> WHAT TO PRODUCE
Transcribe the records exactly from the line with "wooden shelf unit" to the end, both included.

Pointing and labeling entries
--- BEGIN ---
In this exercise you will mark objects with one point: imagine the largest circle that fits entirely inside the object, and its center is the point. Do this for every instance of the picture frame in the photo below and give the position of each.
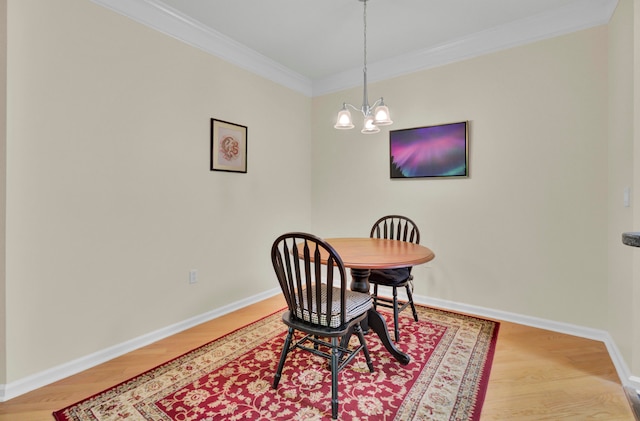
(440, 151)
(228, 146)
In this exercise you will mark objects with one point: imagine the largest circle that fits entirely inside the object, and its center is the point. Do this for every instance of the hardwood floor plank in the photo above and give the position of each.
(536, 374)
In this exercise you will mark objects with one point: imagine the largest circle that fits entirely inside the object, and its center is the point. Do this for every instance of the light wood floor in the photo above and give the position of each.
(536, 374)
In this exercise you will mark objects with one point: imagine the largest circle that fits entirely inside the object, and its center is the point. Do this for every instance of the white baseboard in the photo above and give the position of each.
(27, 384)
(35, 381)
(626, 378)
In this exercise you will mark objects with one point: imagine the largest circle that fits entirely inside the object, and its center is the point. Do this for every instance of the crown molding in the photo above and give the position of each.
(169, 21)
(575, 16)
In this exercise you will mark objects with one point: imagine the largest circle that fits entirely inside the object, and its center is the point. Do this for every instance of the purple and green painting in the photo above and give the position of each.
(434, 151)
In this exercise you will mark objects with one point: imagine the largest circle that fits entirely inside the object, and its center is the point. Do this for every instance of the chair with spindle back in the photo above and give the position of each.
(394, 227)
(320, 305)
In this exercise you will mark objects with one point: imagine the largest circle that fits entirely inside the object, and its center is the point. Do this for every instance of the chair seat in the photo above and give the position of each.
(390, 277)
(356, 304)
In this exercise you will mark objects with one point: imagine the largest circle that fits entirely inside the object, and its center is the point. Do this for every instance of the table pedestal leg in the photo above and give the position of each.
(375, 321)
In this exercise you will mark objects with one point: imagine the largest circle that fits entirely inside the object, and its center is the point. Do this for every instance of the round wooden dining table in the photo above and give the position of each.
(363, 254)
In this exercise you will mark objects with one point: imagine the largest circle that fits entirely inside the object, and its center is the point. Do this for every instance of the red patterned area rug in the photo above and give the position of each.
(230, 378)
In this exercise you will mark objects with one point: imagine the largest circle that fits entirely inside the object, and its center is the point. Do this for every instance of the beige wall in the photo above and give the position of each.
(621, 129)
(634, 330)
(527, 232)
(110, 201)
(3, 180)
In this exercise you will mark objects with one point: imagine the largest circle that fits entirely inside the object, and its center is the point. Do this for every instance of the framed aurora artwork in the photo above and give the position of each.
(430, 152)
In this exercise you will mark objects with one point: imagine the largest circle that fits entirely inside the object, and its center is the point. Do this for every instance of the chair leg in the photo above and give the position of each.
(375, 296)
(334, 377)
(395, 314)
(283, 357)
(358, 330)
(413, 307)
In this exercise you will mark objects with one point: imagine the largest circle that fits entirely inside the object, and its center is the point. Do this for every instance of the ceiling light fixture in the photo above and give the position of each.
(380, 115)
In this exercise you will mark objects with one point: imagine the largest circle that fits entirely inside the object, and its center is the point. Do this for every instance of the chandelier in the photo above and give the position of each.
(374, 115)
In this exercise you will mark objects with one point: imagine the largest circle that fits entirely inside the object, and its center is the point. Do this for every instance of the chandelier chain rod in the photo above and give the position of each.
(365, 95)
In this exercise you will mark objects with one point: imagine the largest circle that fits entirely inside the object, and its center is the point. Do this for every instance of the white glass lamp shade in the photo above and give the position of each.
(369, 126)
(382, 117)
(344, 119)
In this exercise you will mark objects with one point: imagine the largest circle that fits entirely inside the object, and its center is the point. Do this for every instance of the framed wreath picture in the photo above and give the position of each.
(228, 146)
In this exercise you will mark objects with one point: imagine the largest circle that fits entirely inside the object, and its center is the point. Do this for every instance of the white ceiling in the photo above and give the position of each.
(318, 45)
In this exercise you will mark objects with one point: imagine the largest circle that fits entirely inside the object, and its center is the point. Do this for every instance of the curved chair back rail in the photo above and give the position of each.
(396, 227)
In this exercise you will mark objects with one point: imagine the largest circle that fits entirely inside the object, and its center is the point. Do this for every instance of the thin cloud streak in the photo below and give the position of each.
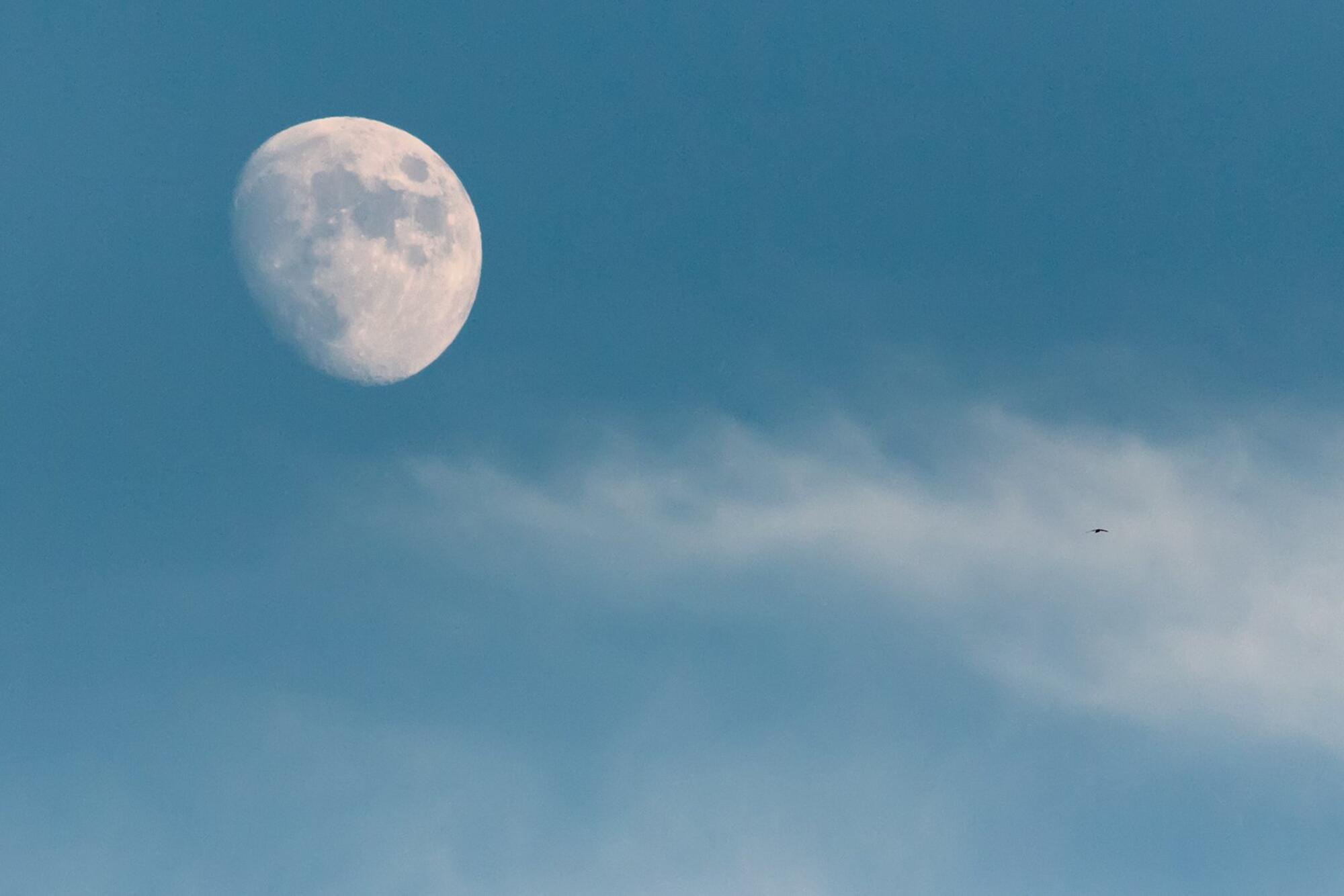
(1213, 598)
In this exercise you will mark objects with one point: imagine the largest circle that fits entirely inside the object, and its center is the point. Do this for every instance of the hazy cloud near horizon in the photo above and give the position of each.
(1209, 602)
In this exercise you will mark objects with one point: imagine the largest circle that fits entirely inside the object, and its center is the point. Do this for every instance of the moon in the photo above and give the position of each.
(361, 247)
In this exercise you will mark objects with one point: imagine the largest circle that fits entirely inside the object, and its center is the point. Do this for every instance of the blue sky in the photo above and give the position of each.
(737, 543)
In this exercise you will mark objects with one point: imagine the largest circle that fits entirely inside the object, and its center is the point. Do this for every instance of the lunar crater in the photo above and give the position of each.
(361, 247)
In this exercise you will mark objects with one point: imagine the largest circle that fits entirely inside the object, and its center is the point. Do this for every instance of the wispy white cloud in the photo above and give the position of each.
(1214, 597)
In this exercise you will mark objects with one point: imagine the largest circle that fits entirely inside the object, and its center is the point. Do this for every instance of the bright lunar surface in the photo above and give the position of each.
(360, 244)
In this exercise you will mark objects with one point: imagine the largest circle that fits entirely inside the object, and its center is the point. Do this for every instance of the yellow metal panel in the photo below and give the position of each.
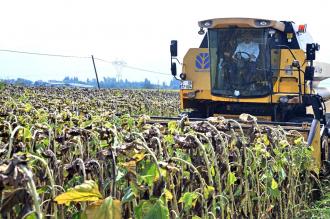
(200, 77)
(289, 81)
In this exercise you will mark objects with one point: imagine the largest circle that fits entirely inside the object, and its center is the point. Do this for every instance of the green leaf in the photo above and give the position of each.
(142, 209)
(30, 215)
(104, 209)
(189, 200)
(172, 126)
(158, 211)
(27, 134)
(231, 178)
(274, 184)
(207, 191)
(129, 195)
(88, 191)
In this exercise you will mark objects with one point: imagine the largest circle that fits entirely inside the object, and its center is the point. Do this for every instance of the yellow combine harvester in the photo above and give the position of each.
(260, 67)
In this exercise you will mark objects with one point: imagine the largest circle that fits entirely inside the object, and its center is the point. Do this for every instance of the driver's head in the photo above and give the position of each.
(248, 37)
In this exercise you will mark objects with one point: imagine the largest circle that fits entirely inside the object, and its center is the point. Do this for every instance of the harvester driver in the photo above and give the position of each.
(246, 55)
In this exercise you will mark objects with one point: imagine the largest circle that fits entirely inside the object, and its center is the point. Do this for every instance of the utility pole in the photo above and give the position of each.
(97, 78)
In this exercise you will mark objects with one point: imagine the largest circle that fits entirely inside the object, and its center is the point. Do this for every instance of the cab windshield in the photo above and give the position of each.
(240, 62)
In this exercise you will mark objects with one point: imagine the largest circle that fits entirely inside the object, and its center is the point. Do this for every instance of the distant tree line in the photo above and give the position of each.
(107, 82)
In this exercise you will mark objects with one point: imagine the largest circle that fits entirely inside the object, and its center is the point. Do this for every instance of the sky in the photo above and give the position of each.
(136, 32)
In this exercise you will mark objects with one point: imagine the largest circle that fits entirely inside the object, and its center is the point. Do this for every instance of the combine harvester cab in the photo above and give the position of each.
(264, 68)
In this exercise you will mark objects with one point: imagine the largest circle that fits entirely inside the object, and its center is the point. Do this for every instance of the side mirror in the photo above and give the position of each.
(311, 48)
(296, 64)
(173, 68)
(174, 48)
(309, 73)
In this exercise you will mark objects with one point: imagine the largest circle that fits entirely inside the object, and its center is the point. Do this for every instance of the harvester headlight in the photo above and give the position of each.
(284, 99)
(207, 23)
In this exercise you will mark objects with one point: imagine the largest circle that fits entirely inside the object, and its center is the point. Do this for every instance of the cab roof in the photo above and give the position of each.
(241, 22)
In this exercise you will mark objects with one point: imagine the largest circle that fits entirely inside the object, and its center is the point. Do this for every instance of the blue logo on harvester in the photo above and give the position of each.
(202, 61)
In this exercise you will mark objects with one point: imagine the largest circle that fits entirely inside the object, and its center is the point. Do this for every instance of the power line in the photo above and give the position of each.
(44, 54)
(84, 57)
(133, 67)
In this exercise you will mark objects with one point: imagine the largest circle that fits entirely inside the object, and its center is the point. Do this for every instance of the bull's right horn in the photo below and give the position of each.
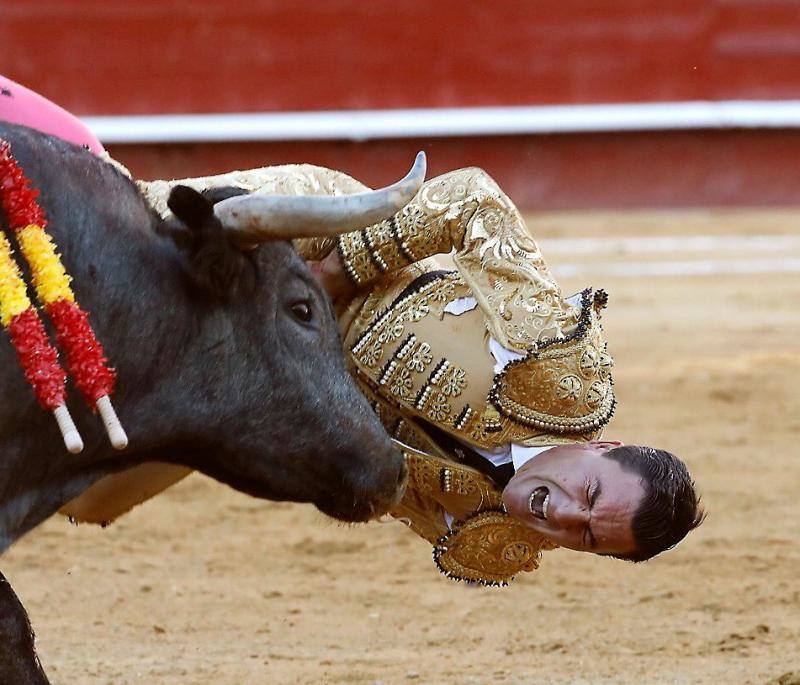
(251, 219)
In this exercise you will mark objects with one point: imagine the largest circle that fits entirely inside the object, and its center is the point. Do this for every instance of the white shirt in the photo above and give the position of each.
(518, 455)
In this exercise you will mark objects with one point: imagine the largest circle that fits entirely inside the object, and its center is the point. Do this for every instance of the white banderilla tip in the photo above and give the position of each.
(72, 439)
(116, 433)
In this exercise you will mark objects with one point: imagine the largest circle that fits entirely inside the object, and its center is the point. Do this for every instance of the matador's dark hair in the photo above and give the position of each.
(670, 507)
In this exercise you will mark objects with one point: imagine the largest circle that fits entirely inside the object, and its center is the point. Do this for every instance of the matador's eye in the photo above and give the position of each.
(301, 311)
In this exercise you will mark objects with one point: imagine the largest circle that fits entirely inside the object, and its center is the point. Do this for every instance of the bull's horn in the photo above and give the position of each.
(251, 219)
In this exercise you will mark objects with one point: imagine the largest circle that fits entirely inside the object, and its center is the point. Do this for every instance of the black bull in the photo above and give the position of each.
(251, 388)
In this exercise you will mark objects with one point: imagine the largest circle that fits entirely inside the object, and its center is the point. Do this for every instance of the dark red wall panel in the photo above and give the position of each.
(107, 56)
(690, 168)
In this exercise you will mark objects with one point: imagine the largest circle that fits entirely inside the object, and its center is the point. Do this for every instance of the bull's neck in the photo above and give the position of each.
(133, 287)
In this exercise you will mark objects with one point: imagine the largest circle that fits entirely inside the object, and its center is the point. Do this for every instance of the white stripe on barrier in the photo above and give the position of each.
(658, 244)
(706, 267)
(361, 125)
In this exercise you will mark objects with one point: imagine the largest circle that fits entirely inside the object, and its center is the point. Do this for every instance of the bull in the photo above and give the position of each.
(227, 353)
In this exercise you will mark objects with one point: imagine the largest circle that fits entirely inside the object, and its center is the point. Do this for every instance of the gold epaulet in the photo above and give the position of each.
(486, 546)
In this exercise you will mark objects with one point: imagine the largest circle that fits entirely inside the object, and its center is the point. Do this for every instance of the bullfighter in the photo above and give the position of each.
(496, 384)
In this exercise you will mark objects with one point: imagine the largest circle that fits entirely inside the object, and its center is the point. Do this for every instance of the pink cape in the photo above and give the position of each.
(19, 105)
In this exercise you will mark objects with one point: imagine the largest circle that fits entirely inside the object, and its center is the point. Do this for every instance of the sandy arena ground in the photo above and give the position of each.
(204, 585)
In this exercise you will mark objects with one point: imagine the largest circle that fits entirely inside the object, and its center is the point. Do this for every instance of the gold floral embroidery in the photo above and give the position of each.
(402, 384)
(453, 382)
(439, 409)
(372, 354)
(420, 358)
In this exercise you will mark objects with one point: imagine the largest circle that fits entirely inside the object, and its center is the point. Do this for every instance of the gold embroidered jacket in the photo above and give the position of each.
(418, 339)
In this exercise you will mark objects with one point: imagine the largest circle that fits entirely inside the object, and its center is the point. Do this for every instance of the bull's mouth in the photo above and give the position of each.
(360, 509)
(539, 502)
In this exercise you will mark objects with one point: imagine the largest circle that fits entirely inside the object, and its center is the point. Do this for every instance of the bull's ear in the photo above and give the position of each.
(191, 207)
(217, 268)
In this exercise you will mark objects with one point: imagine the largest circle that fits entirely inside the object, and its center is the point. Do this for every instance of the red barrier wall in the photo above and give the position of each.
(155, 56)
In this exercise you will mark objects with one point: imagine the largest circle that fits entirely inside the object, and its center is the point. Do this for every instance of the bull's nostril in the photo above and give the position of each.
(402, 475)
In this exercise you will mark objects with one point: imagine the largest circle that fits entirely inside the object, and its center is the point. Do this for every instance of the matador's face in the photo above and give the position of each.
(577, 498)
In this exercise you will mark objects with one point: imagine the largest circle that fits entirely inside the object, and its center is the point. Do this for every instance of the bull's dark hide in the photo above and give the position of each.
(228, 363)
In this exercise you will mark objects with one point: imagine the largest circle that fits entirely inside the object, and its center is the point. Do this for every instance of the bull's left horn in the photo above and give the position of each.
(251, 219)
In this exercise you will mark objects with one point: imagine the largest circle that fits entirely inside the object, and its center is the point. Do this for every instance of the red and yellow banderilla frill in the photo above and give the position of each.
(85, 358)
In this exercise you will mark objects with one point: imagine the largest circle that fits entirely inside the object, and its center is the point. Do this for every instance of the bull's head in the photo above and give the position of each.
(324, 443)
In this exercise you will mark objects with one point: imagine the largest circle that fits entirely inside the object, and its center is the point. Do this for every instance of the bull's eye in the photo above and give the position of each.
(302, 311)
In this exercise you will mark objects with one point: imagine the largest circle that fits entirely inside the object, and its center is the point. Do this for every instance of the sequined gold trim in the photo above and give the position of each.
(488, 548)
(562, 387)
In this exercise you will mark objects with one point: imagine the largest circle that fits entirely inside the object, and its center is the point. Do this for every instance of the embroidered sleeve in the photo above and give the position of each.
(467, 213)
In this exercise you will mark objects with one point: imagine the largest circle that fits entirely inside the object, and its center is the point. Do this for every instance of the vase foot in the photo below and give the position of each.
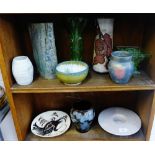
(72, 84)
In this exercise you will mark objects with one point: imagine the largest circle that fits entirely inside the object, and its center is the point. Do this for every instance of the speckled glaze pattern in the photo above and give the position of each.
(44, 49)
(121, 67)
(82, 119)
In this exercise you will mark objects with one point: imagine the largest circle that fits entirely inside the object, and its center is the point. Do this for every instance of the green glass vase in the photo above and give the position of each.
(76, 27)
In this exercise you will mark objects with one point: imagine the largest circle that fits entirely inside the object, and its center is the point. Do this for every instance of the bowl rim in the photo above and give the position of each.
(62, 63)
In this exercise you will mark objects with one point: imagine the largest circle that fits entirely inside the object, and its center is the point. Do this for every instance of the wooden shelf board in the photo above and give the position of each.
(94, 82)
(95, 133)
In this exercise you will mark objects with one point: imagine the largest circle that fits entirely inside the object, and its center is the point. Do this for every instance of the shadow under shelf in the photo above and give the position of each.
(95, 133)
(93, 83)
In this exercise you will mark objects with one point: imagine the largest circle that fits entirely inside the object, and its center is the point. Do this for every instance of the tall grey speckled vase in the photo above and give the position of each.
(44, 50)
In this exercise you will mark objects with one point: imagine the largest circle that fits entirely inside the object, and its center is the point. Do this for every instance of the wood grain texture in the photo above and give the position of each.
(149, 46)
(145, 108)
(28, 101)
(94, 82)
(95, 133)
(151, 118)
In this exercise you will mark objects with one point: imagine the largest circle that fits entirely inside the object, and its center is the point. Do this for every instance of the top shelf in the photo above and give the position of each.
(94, 82)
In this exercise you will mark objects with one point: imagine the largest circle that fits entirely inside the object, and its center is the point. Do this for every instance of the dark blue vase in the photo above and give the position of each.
(82, 115)
(121, 67)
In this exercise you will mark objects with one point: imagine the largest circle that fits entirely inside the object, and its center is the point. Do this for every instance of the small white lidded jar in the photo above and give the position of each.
(22, 70)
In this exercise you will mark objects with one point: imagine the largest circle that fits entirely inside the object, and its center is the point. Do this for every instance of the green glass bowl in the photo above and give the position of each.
(72, 72)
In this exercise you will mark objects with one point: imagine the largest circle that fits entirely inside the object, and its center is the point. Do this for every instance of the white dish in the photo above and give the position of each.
(50, 124)
(119, 121)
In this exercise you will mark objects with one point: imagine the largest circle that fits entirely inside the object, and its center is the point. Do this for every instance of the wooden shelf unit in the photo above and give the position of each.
(94, 82)
(28, 101)
(96, 133)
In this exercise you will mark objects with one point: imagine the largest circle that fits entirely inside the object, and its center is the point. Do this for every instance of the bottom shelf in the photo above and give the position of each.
(96, 133)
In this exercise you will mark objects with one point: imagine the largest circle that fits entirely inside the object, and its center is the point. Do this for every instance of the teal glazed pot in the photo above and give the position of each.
(121, 67)
(44, 49)
(82, 115)
(72, 72)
--- END ---
> ANSWER TO THE PROBLEM
In this exercise you will mark objects with one point: imagine the largest circle that fits entirely inside the object, and its center is the point. Do this for every instance of the wooden shelf unit in the photo above and give the position of each.
(94, 82)
(28, 101)
(96, 133)
In this exercise you will mark objects with one point: imagine the largest circle that fits entirely inside the object, and its center is the point. Do this for every instance of the bottom shelf in the photo above and give the position of each.
(96, 133)
In this exercise you will mark objects with one point: imagine the largest circle that fits entirely inside the object, and its center is the point. Do this for every instance of the teal glazed pot in the photo above and give the position of each.
(121, 67)
(44, 49)
(82, 115)
(72, 72)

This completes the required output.